ABOUT THIS EXERCISE
Give back, exactly as written, the lines from the first line of the data below through the line with "the wooden boat in the photo above.", and omit the pictures.

(THE RECORDS Opens)

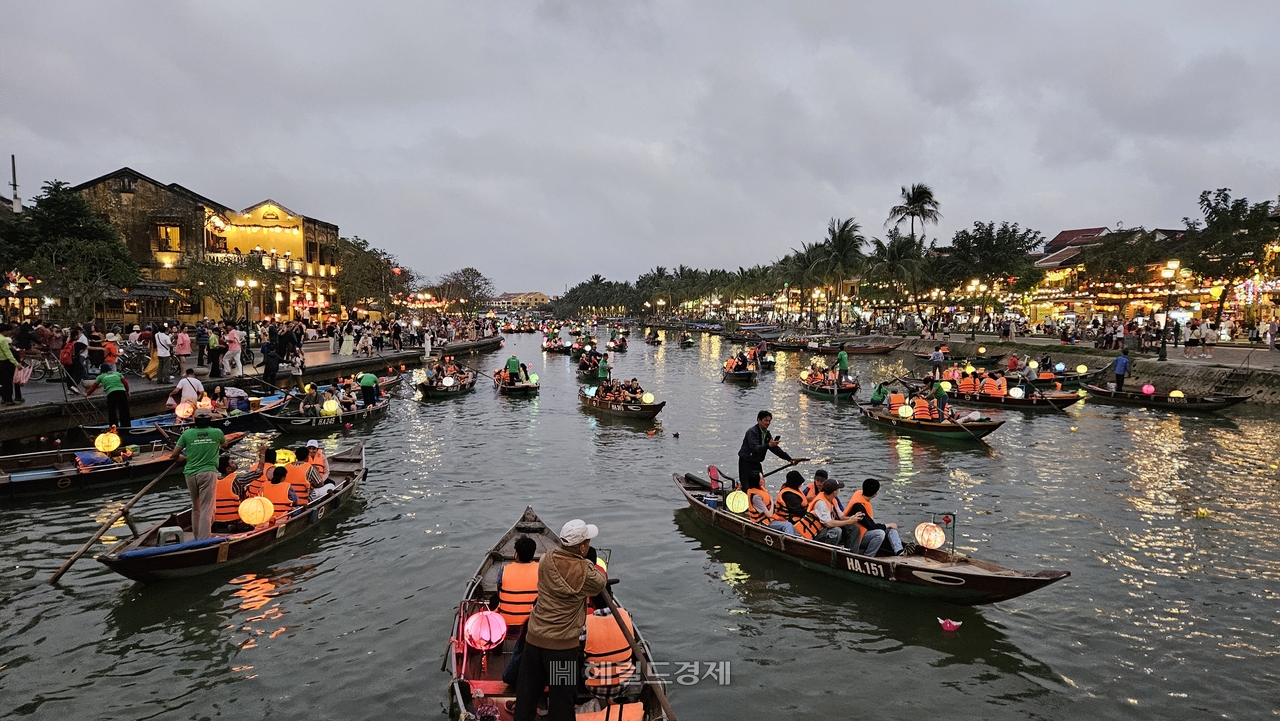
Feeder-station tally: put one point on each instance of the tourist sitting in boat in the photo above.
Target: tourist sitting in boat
(871, 534)
(517, 585)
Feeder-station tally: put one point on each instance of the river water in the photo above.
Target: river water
(1168, 612)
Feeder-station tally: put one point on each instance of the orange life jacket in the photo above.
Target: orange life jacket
(517, 592)
(867, 510)
(225, 502)
(297, 478)
(607, 653)
(780, 505)
(757, 516)
(278, 493)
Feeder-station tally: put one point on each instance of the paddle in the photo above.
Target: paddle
(109, 521)
(638, 651)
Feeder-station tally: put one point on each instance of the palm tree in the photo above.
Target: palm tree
(918, 204)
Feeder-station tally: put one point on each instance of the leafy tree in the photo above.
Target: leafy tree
(1232, 241)
(215, 279)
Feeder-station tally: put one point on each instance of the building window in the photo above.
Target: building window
(168, 238)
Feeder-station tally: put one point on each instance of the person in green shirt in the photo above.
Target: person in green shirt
(201, 446)
(117, 389)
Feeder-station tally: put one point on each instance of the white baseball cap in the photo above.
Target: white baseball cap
(576, 532)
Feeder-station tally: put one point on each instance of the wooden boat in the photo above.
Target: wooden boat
(1032, 400)
(476, 689)
(828, 391)
(78, 469)
(442, 388)
(1164, 400)
(922, 571)
(307, 424)
(932, 428)
(142, 430)
(142, 560)
(618, 409)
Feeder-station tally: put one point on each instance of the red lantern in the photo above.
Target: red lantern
(485, 630)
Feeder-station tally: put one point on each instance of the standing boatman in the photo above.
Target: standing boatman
(755, 443)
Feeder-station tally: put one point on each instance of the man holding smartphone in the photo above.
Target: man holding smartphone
(757, 442)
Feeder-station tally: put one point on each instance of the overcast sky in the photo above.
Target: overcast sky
(547, 141)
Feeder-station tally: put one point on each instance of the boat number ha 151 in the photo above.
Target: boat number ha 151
(867, 567)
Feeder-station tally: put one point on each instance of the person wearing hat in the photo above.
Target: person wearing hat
(566, 579)
(200, 447)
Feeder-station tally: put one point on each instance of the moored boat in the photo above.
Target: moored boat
(145, 560)
(920, 571)
(476, 689)
(1174, 400)
(972, 430)
(77, 469)
(638, 410)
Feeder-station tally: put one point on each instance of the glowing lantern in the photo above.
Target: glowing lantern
(484, 630)
(256, 510)
(108, 442)
(931, 535)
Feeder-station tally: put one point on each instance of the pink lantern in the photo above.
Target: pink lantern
(484, 630)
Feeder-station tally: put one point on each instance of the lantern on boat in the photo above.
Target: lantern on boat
(256, 510)
(929, 535)
(484, 630)
(108, 442)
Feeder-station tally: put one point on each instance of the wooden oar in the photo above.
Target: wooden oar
(638, 651)
(109, 521)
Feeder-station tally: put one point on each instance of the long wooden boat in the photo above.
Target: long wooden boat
(972, 430)
(142, 430)
(922, 571)
(1165, 400)
(440, 388)
(476, 689)
(78, 469)
(1032, 400)
(620, 409)
(306, 424)
(828, 391)
(142, 560)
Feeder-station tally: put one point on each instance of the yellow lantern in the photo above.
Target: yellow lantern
(256, 510)
(929, 535)
(108, 442)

(THE RECORDS Closes)

ANSWER BOX
Feeder-station tally: put one point on each instance of the tourist sitting in boat in the photo above.
Target: tourist sitting in boat
(871, 534)
(517, 585)
Feeder-station tally: put one point on each instance of the river water in the photo above.
Target: river water
(1168, 612)
Feeder-station tally: put one point on each instance of the orange life jacket in the photo above.
Target: orange life jacket
(517, 592)
(867, 510)
(225, 502)
(297, 478)
(607, 653)
(780, 505)
(757, 516)
(278, 493)
Feeder-station tally: put one point on each instance of the paddle in the photo above.
Target: paddle
(109, 521)
(638, 651)
Feeder-station tally: put one point on each instance of the palm tree in the photo above.
Target: palm tree
(918, 204)
Feeder-station tally: put one point on each instance of the leafy tree in the photo above.
Target: leafy tree
(1232, 241)
(215, 279)
Feeder-station tally: put one point on each instance of the building window in the photo above.
Target: building window
(168, 238)
Feeder-station tally: put one point on each instance of the person in green shirt in the photo above.
Target: person in green shirt
(201, 446)
(117, 389)
Feeder-station tally: put one point on each instance of the white baseball cap in the photo above.
Target: white baseball cap
(576, 532)
Feeder-station tally: put one point on each instance of the wooden boat in the photo above.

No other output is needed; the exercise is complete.